GOAL OF THE EXERCISE: Repeat, exactly and completely, the entries shown underneath.

— Start SOURCE RECORDS —

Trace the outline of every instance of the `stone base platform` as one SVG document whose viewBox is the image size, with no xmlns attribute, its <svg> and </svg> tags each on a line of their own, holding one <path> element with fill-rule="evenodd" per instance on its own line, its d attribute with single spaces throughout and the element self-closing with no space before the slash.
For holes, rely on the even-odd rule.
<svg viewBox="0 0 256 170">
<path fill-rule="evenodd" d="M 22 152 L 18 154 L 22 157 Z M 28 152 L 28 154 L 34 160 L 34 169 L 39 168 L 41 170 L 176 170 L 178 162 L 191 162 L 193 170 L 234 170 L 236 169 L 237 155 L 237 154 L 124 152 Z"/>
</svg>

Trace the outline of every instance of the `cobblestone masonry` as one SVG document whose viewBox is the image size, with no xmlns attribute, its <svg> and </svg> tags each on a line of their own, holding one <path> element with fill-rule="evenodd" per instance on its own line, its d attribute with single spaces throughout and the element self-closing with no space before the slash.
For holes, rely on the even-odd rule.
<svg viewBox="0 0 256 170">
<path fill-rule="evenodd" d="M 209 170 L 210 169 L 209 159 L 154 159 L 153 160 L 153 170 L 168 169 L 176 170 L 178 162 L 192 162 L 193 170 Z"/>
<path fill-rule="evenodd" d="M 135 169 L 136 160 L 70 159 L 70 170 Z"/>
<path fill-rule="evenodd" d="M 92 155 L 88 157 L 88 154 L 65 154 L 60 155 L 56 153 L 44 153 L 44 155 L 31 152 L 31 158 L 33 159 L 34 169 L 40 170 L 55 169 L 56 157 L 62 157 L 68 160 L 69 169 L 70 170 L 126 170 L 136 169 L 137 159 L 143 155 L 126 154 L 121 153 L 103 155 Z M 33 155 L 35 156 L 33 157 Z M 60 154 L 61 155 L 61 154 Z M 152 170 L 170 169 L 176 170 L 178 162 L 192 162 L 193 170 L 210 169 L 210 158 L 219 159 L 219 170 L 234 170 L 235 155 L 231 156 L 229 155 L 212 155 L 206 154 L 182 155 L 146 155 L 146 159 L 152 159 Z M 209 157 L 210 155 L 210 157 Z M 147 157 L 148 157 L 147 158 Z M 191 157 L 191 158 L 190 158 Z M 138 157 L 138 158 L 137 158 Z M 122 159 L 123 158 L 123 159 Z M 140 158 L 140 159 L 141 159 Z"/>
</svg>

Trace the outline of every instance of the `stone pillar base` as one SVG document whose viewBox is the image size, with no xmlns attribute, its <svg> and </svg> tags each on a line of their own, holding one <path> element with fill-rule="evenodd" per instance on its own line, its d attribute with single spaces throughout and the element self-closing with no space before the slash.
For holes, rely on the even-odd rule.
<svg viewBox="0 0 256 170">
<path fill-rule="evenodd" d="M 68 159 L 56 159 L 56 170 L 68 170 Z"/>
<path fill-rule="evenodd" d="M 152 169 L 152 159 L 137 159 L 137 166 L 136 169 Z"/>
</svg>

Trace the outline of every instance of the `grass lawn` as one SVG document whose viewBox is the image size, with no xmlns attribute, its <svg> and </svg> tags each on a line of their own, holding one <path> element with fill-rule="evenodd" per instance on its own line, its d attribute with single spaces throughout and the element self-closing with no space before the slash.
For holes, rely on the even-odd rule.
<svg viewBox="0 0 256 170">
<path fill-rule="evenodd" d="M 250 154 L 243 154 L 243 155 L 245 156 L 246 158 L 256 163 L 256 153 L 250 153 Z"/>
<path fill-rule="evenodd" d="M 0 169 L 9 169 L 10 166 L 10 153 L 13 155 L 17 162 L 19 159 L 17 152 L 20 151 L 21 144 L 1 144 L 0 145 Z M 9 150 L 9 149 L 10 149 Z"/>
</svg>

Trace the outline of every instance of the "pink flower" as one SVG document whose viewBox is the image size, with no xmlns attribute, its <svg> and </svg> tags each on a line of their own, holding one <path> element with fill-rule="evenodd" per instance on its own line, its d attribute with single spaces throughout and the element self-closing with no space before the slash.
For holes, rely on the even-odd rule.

— End SOURCE RECORDS —

EXERCISE ANSWER:
Trace the outline of every instance of the `stone base platform` as one SVG document whose viewBox is the image size, with no xmlns attribute, its <svg> and </svg> tags each on a line of their own, holding one <path> element with fill-rule="evenodd" per instance on its own line, its d attribute with single spaces throughout and the element self-closing with no space before the slash.
For holes, rely on the even-odd rule.
<svg viewBox="0 0 256 170">
<path fill-rule="evenodd" d="M 22 152 L 18 154 L 22 157 Z M 28 152 L 28 154 L 34 160 L 34 169 L 39 168 L 41 170 L 176 170 L 178 162 L 191 162 L 193 170 L 234 170 L 236 169 L 237 155 L 237 154 L 124 152 Z"/>
</svg>

Trace the outline of every instance of the `cobblestone masonry` as one SVG document whose viewBox is the image size, with no xmlns attribute, its <svg> and </svg> tags each on a line of their own, holding one <path> element with fill-rule="evenodd" per instance on its own line, its d attribute with single spaces throughout and the element self-closing with no space before the slash.
For holes, rely on the even-odd rule.
<svg viewBox="0 0 256 170">
<path fill-rule="evenodd" d="M 209 170 L 210 169 L 209 159 L 154 159 L 153 160 L 153 170 L 168 169 L 176 170 L 178 162 L 192 162 L 193 170 Z"/>
<path fill-rule="evenodd" d="M 135 169 L 136 160 L 70 159 L 70 170 Z"/>
<path fill-rule="evenodd" d="M 92 155 L 88 157 L 88 154 L 65 154 L 60 155 L 56 153 L 44 153 L 44 155 L 31 152 L 31 158 L 33 159 L 34 169 L 40 170 L 55 169 L 56 157 L 62 157 L 68 160 L 69 169 L 70 170 L 126 170 L 136 169 L 137 159 L 143 155 L 126 154 L 121 153 L 103 155 Z M 33 155 L 35 156 L 33 157 Z M 60 154 L 61 155 L 61 154 Z M 152 170 L 170 169 L 176 170 L 178 162 L 192 162 L 193 170 L 210 169 L 210 158 L 219 159 L 219 170 L 234 170 L 235 155 L 231 156 L 229 155 L 212 155 L 206 154 L 182 155 L 146 155 L 146 159 L 152 159 Z M 209 157 L 210 155 L 210 157 Z M 147 157 L 148 157 L 147 158 Z M 191 157 L 191 158 L 190 158 Z M 138 157 L 138 158 L 137 158 Z M 122 159 L 123 158 L 123 159 Z M 140 158 L 140 159 L 141 159 Z"/>
</svg>

Trace the outline of every instance of the `stone pillar base` as one SVG document whose viewBox is the image size, with no xmlns attribute, its <svg> and </svg> tags each on a line of their own, holding one <path> element with fill-rule="evenodd" per instance on its own line, its d attribute with single spaces throughout and the element self-closing with no space before the slash.
For holes, rely on the even-odd rule.
<svg viewBox="0 0 256 170">
<path fill-rule="evenodd" d="M 68 159 L 56 159 L 56 170 L 68 170 Z"/>
<path fill-rule="evenodd" d="M 152 169 L 152 159 L 137 159 L 137 166 L 136 169 Z"/>
</svg>

Trace the outline of every instance of the `grass lawn` as one SVG document whose viewBox is the image size, with no xmlns attribute, its <svg> and </svg> tags each on a line of their own, holding one <path> element with fill-rule="evenodd" per instance on its own line, its d attribute with single spaces throughout and the element self-closing with no space before the slash.
For holes, rely on the even-odd rule.
<svg viewBox="0 0 256 170">
<path fill-rule="evenodd" d="M 250 154 L 243 154 L 243 155 L 245 156 L 246 158 L 256 163 L 256 153 L 250 153 Z"/>
<path fill-rule="evenodd" d="M 0 169 L 9 169 L 10 166 L 10 153 L 13 155 L 17 162 L 19 159 L 17 152 L 20 151 L 21 144 L 1 144 L 0 145 Z M 9 150 L 9 149 L 10 149 Z"/>
</svg>

Trace the outline of every instance of the "pink flower" as one SVG document whose viewBox is the image size, with no xmlns attribute, its <svg> and </svg> tags each on a line of their own, holding one <path> element with fill-rule="evenodd" per instance on its own line, its d attribute with single spaces throughout and the element self-closing with no space before the slash.
For holes, rely on the even-odd rule.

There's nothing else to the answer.